• ABOUT THIS TASK
Every line below that contains the word "shrub" must be copied.

• INFORMATION SHOWN
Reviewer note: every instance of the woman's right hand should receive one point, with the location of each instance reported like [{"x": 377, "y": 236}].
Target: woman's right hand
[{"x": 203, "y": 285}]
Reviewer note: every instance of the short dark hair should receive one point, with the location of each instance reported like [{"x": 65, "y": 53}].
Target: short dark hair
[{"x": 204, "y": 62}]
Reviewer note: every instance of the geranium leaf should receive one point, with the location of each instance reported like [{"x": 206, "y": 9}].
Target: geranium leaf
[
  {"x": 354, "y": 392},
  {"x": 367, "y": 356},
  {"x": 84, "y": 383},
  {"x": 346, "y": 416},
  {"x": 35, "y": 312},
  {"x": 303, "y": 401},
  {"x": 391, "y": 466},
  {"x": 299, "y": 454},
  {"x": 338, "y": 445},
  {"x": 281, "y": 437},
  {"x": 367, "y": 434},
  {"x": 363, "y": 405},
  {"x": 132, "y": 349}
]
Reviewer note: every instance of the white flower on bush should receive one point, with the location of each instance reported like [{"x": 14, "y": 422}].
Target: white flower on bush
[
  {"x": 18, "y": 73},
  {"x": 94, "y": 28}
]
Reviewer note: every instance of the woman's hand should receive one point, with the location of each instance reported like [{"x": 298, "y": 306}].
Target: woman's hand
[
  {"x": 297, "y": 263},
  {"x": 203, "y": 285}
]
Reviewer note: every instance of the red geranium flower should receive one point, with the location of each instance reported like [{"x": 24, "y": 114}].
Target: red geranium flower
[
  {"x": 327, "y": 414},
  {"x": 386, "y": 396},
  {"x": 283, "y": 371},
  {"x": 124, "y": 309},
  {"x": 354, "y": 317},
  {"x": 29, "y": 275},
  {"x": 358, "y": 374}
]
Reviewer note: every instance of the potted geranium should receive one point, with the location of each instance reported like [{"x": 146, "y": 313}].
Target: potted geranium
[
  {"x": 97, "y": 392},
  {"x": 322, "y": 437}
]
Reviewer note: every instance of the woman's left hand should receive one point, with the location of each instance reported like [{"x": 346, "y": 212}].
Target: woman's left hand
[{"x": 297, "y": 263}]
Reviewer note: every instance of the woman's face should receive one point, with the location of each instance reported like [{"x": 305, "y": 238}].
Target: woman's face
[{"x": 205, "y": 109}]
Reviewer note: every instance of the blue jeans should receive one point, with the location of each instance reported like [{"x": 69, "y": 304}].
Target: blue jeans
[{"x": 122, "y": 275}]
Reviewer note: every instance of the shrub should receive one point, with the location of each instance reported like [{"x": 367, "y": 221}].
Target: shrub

• EXERCISE RESPONSE
Reviewer note: every instance of the shrub should receive one point, with the location of each instance reported like [{"x": 367, "y": 221}].
Target: shrub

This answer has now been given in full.